Tasks and exercises:
• A. In the passage on depression, what does the writer say a "worker shortage" really is shorthand for?
• B. Print the passage on depression between "The highly effective" and "of being sensible.", inclusive.
• C. Shorten the paragraph of the passage on depression that begins "There aren’t enough “good people”" while keeping its main facts.

THAT is the fundamental issue with people and depression and how ppl’s depression don’t go away. If ppl ACTUALLY did shit to help, ppl wouldn’t be so depressed and in the situation they are in. and it’s not asking a lot for someone to just help drive someone, or pick up something every now and then. not asking ppl to give you a million bucks or their arm or leg or anything difficult they have to do. simple shit. no one wants to help. no one cares to help bc ppl are shitty and selfish.
There aren’t enough “good people” just to populate the professions that require them. Think about our economy; doctors, nurses, human resources, teachers, therapists, professional advocates… all in the middle of a “worker shortage” which is really just capitalist shorthand for no one wants to pay enough for people to gravitate towards those professions.
The highly effective people, they gravitate towards high reward. Helping people is a reward, but there is so much higher in professions that actually pay their workers…. even though they don’t do any good. Market forces, that’s what they call it. But for whatever reason no one is willing to reshape the markets so that they actually produce the most well being. That would be the sensible thing, but no one ever accused the economy of being sensible.
If the people in your life aren’t helping….. geez this sounds awful… what good are they? These aren’t big things you are asking, you’re right there. If you had one person do each of them it wouldn’t be much burden on them.
so, find new people? That’s my stab at a solution. IDK, perhaps also lay it on the line; “If I don’t get this help…. consequences” because some people really just don’t get it. I have to do that with my parents now and then who provide some of my support; either help me attack the problems in my life or stay out of it.

(Point localization data)
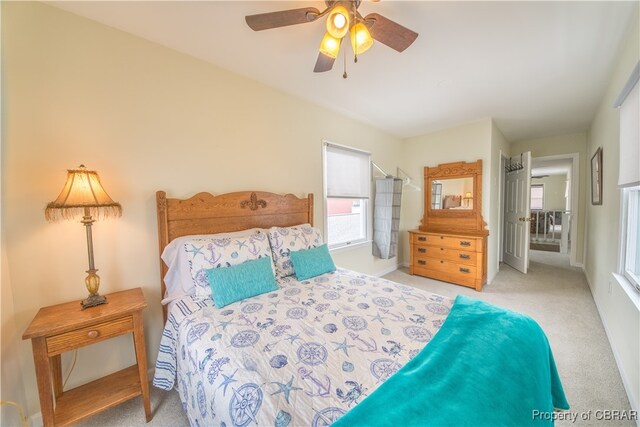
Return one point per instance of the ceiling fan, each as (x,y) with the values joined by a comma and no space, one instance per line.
(343,18)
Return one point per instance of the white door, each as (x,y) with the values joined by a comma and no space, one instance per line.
(518,214)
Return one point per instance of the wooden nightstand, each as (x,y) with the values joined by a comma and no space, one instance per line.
(64,327)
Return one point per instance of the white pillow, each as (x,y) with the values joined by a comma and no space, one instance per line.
(179,257)
(285,240)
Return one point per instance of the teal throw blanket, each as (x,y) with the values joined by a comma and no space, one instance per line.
(486,366)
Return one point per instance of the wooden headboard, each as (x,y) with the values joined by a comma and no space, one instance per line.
(205,213)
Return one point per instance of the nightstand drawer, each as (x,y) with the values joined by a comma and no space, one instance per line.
(88,335)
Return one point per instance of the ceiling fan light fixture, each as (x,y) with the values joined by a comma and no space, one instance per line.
(330,46)
(338,22)
(361,39)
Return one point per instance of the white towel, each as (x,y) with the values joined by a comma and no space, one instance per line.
(386,217)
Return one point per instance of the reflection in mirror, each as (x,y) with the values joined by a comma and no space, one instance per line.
(456,193)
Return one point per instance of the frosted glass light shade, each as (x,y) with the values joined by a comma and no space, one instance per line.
(338,22)
(330,46)
(361,39)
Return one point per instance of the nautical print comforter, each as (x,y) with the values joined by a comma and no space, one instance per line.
(303,355)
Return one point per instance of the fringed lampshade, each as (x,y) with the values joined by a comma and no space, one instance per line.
(83,195)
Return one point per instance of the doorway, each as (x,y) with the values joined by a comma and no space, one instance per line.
(554,213)
(558,211)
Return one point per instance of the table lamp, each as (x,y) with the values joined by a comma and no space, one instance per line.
(83,194)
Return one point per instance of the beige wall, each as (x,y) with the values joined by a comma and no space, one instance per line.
(555,187)
(619,315)
(564,144)
(468,142)
(147,118)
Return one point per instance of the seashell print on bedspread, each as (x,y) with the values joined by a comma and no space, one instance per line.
(303,355)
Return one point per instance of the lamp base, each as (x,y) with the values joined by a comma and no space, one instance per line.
(93,300)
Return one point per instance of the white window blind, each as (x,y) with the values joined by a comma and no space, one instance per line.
(347,172)
(629,103)
(537,197)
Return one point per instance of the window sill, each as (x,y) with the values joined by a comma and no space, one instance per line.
(342,248)
(629,289)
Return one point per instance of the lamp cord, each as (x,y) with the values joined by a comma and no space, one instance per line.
(73,365)
(23,419)
(344,57)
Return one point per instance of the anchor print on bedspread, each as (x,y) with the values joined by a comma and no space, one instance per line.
(303,355)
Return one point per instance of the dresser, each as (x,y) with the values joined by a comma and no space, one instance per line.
(451,244)
(458,258)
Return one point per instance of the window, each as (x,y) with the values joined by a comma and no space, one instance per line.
(537,197)
(347,179)
(630,250)
(629,178)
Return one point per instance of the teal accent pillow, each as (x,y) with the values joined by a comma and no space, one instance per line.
(308,263)
(235,283)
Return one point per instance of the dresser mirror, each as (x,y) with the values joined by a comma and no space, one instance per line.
(452,193)
(455,199)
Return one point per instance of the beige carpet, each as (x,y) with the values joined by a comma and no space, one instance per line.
(554,294)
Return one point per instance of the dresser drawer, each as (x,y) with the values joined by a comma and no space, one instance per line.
(88,335)
(463,243)
(448,266)
(457,256)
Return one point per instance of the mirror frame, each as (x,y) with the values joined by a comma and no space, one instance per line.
(453,219)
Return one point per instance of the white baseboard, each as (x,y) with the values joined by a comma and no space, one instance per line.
(35,420)
(386,271)
(625,379)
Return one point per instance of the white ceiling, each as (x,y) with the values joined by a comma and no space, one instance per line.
(537,68)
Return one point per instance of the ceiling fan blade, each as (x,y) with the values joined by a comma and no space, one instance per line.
(390,33)
(323,63)
(283,18)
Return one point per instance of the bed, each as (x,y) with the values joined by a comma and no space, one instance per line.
(310,351)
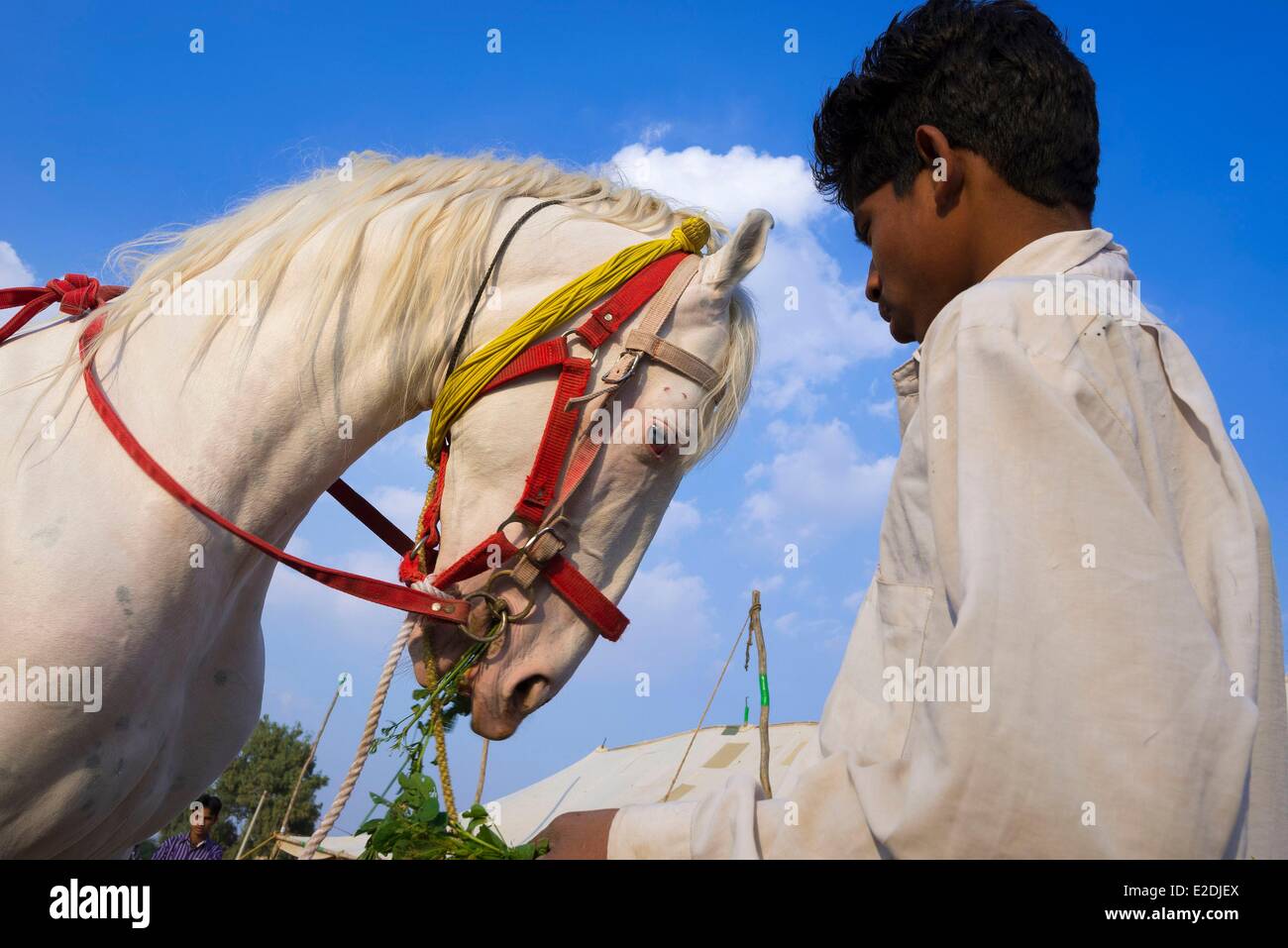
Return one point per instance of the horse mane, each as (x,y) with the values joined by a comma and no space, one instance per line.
(428,287)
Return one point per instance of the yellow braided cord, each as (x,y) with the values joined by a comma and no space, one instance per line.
(465,382)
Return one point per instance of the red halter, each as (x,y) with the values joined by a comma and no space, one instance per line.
(78,294)
(540,554)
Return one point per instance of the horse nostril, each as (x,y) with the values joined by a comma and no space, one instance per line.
(528,694)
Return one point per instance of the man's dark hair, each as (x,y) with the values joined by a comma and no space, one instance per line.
(213,802)
(996,77)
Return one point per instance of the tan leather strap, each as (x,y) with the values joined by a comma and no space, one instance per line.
(673,356)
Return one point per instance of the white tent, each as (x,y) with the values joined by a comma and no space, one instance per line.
(640,773)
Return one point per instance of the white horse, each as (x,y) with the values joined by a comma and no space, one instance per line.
(362,281)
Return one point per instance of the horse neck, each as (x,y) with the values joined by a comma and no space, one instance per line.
(257,432)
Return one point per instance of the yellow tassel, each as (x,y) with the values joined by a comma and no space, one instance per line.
(465,382)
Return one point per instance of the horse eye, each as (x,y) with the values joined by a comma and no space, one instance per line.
(656,440)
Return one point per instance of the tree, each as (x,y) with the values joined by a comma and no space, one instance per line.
(270,760)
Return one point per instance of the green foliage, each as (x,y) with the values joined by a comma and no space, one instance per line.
(415,826)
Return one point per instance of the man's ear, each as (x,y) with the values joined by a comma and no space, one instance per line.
(944,165)
(735,260)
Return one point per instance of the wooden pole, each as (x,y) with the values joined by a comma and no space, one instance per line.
(303,769)
(252,824)
(764,690)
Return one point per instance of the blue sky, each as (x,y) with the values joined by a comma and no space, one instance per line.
(704,98)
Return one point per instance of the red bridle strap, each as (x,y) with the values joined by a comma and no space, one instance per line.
(553,450)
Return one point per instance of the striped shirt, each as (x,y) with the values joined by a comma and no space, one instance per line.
(180,848)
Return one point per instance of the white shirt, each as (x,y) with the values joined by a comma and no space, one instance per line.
(1070,530)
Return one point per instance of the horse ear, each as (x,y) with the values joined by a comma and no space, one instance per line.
(735,260)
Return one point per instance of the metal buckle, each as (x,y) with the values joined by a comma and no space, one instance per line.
(548,528)
(503,605)
(497,607)
(635,360)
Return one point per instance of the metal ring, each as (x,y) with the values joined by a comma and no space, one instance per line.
(497,607)
(515,616)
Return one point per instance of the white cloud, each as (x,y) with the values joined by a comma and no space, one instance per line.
(13,270)
(726,185)
(812,324)
(818,485)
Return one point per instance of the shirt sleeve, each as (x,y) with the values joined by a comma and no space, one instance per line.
(1111,727)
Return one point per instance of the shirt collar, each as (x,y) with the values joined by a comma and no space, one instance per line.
(1056,253)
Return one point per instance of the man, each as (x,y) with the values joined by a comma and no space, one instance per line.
(1072,644)
(196,844)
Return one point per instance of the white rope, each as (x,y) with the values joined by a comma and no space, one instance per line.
(377,706)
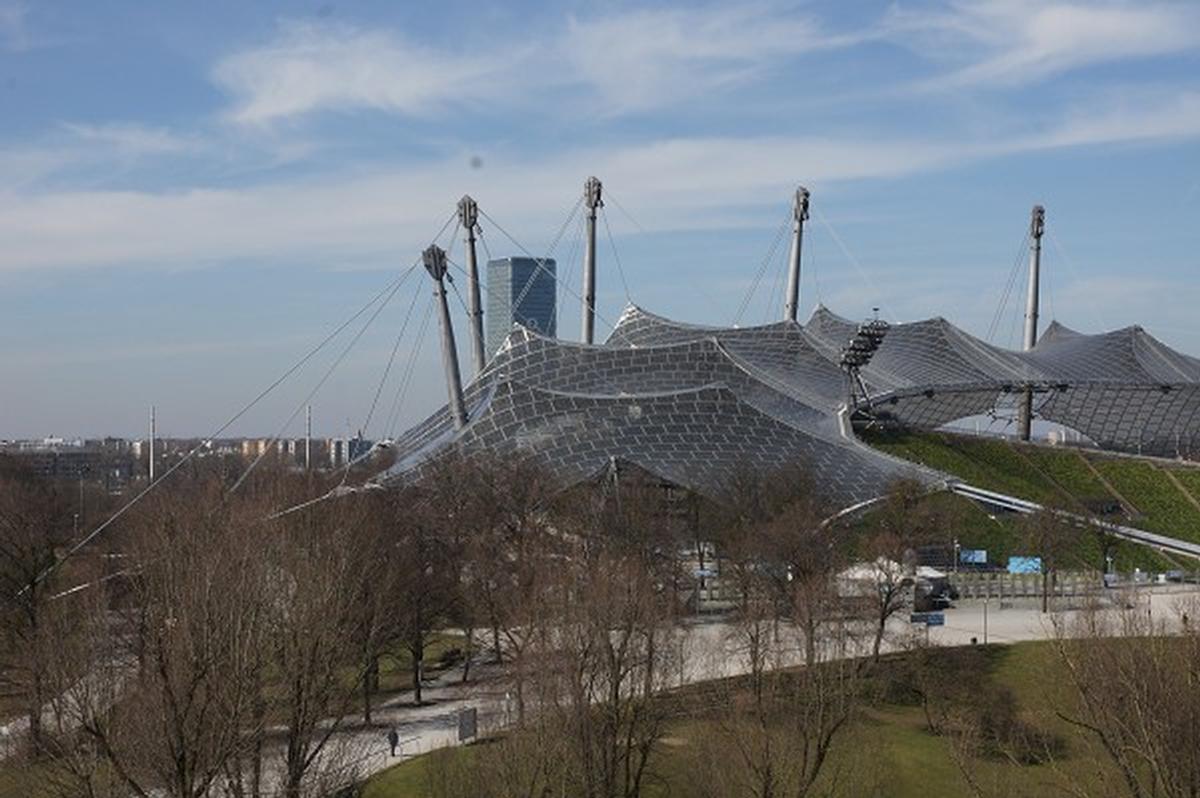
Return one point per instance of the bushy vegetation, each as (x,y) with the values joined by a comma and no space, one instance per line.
(1161,504)
(937,720)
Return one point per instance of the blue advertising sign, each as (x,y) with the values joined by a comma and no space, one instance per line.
(1024,564)
(973,556)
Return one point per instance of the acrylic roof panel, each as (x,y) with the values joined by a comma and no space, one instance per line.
(690,402)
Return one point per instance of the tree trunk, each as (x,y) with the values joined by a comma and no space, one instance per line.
(418,666)
(370,685)
(468,652)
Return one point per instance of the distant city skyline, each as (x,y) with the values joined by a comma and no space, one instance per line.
(192,197)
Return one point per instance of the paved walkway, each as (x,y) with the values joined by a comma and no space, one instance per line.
(708,651)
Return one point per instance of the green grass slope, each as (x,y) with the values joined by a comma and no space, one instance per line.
(1065,478)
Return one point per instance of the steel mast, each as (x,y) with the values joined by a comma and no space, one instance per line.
(799,214)
(435,259)
(468,215)
(592,201)
(1037,227)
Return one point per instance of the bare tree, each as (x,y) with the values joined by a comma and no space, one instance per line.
(1056,541)
(197,607)
(1137,689)
(33,526)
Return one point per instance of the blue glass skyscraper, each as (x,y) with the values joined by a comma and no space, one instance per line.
(520,291)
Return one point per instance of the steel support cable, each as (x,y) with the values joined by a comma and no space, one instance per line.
(1101,325)
(862,274)
(321,383)
(187,456)
(406,378)
(540,262)
(391,358)
(612,198)
(522,247)
(125,508)
(777,291)
(616,255)
(762,269)
(1008,288)
(571,253)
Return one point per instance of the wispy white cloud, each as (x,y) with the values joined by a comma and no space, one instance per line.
(129,139)
(1013,42)
(381,217)
(310,67)
(643,59)
(13,34)
(618,61)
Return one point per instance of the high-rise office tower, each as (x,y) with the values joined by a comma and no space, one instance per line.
(520,291)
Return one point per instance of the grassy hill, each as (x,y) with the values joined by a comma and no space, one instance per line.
(1151,495)
(888,749)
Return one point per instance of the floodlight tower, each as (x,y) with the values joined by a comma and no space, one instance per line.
(799,214)
(592,202)
(468,216)
(1037,227)
(857,354)
(435,259)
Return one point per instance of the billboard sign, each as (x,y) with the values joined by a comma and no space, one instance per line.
(973,556)
(1024,564)
(468,724)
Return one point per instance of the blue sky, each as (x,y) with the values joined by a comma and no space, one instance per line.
(192,195)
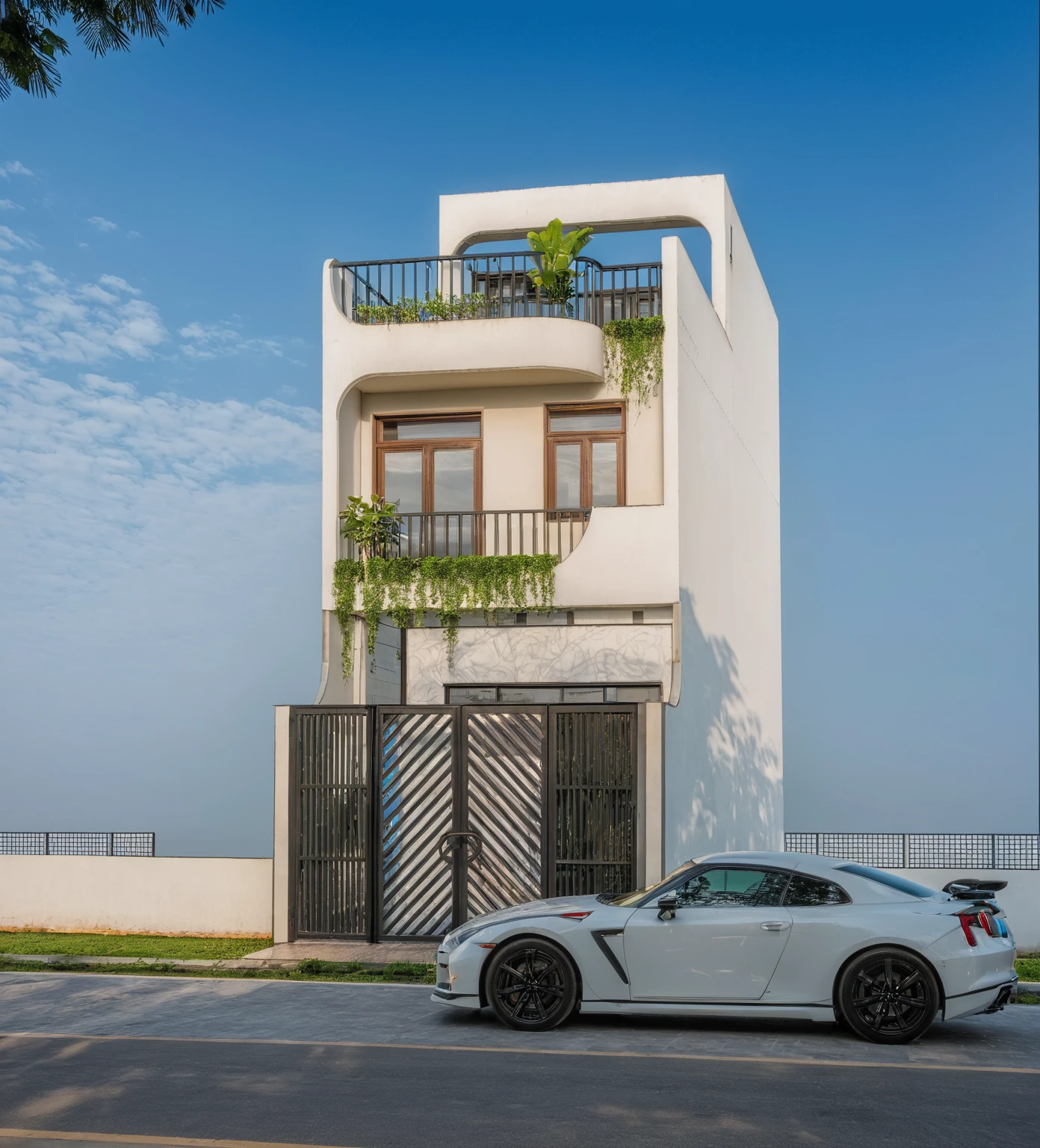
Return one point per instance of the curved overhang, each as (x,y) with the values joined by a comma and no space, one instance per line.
(641,205)
(468,353)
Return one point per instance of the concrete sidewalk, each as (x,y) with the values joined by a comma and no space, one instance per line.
(418,952)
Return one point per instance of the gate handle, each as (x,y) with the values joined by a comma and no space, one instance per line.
(456,839)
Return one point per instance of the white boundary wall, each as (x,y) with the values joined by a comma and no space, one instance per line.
(215,895)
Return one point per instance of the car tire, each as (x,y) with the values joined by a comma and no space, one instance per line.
(532,984)
(888,996)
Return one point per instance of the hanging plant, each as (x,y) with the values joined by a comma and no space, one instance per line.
(426,310)
(634,356)
(406,588)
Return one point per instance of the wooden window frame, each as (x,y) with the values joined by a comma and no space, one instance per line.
(427,447)
(586,437)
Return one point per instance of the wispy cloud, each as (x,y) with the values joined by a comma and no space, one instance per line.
(10,240)
(94,475)
(45,318)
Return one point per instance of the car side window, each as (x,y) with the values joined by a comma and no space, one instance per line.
(808,891)
(733,888)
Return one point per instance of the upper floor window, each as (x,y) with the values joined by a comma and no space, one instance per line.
(584,456)
(427,463)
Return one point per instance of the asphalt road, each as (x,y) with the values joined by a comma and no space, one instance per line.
(381,1067)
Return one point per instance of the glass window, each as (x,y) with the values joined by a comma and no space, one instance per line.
(806,891)
(454,479)
(567,475)
(605,473)
(400,430)
(403,479)
(545,696)
(439,471)
(639,694)
(634,898)
(470,695)
(733,886)
(890,880)
(581,694)
(586,452)
(584,420)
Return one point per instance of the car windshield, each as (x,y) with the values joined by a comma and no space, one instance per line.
(890,880)
(640,893)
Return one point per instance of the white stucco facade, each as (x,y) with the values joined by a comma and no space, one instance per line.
(681,586)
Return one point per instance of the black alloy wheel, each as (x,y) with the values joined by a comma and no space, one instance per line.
(888,996)
(532,985)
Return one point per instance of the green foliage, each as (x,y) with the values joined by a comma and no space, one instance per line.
(1027,967)
(406,588)
(371,526)
(425,310)
(176,948)
(29,43)
(558,252)
(634,351)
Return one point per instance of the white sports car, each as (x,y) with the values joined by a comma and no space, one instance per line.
(768,935)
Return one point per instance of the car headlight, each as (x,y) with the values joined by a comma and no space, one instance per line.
(457,936)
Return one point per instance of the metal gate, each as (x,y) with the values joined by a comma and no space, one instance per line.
(329,811)
(410,820)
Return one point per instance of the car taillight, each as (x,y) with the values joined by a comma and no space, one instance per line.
(982,920)
(967,921)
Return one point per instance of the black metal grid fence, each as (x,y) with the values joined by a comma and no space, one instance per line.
(923,851)
(79,844)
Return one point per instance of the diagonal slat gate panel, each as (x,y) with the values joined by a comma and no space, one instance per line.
(594,777)
(505,796)
(332,807)
(415,784)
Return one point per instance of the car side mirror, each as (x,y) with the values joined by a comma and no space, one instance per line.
(667,907)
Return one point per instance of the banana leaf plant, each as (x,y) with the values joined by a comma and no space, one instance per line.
(558,252)
(372,527)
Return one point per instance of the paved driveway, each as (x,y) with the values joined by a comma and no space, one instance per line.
(381,1067)
(106,1004)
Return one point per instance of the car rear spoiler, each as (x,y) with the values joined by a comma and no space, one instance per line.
(971,889)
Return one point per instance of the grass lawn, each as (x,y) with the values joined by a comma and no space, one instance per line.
(176,948)
(397,972)
(1027,967)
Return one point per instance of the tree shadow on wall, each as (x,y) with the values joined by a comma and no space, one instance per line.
(723,784)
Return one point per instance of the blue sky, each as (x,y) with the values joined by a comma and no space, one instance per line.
(162,226)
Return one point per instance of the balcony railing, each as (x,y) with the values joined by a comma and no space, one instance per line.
(449,534)
(492,287)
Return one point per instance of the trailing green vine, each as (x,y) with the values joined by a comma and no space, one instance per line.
(425,310)
(634,353)
(406,588)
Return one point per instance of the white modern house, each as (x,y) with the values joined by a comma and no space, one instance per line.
(650,694)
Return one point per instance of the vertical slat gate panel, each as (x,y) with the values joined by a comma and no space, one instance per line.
(415,759)
(594,777)
(332,824)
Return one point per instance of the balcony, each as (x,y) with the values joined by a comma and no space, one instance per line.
(449,534)
(490,287)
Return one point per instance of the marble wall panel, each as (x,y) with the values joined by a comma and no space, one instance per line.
(490,655)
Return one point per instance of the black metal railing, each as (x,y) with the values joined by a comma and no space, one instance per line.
(79,844)
(449,534)
(923,851)
(492,287)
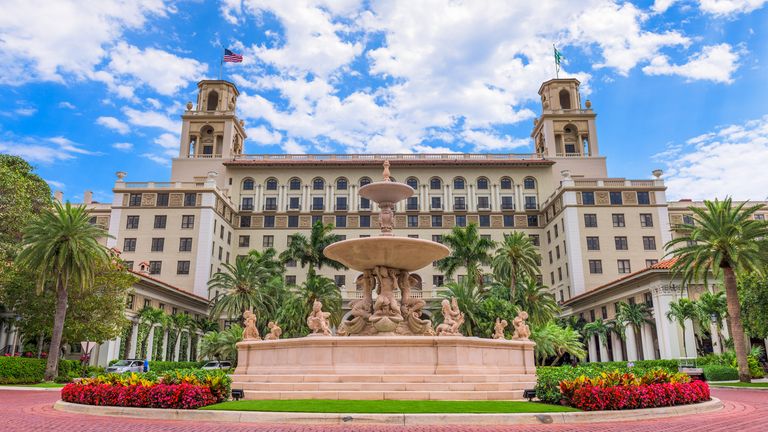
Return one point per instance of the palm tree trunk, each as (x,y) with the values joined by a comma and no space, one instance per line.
(734,316)
(52,366)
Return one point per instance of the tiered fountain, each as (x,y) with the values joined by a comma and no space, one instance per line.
(386,350)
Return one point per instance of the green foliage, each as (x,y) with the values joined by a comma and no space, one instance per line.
(715,372)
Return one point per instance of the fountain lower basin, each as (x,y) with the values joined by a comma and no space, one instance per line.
(402,253)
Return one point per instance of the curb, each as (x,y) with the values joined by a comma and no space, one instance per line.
(390,419)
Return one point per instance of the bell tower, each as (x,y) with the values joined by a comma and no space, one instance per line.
(210,129)
(564,129)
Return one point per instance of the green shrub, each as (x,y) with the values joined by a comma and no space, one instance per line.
(715,372)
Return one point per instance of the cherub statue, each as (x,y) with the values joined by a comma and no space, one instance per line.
(498,328)
(250,332)
(522,332)
(318,320)
(274,331)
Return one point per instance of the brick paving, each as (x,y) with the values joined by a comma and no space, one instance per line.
(745,410)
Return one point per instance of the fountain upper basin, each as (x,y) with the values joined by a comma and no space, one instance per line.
(402,253)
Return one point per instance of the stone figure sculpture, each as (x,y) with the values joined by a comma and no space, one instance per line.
(274,331)
(453,318)
(522,332)
(498,328)
(250,332)
(317,321)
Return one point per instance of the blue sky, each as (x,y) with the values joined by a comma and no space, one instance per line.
(678,85)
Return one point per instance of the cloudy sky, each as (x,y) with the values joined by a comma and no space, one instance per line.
(91,88)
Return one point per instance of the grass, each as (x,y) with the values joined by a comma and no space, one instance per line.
(389,406)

Answers below:
• A. It is capitalist shorthand for no one wanting to pay enough for people to gravitate toward those professions.

• B.
The highly effective people, they gravitate towards high reward. Helping people is a reward, but there is so much higher in professions that actually pay their workers…. even though they don’t do any good. Market forces, that’s what they call it. But for whatever reason no one is willing to reshape the markets so that they actually produce the most well being. That would be the sensible thing, but no one ever accused the economy of being sensible.

• C. There are too few "good people" to fill the professions that need them, such as doctors, nurses, human resources, teachers, therapists and professional advocates. These fields are in a "worker shortage," which really means no one wants to pay enough to draw people to them.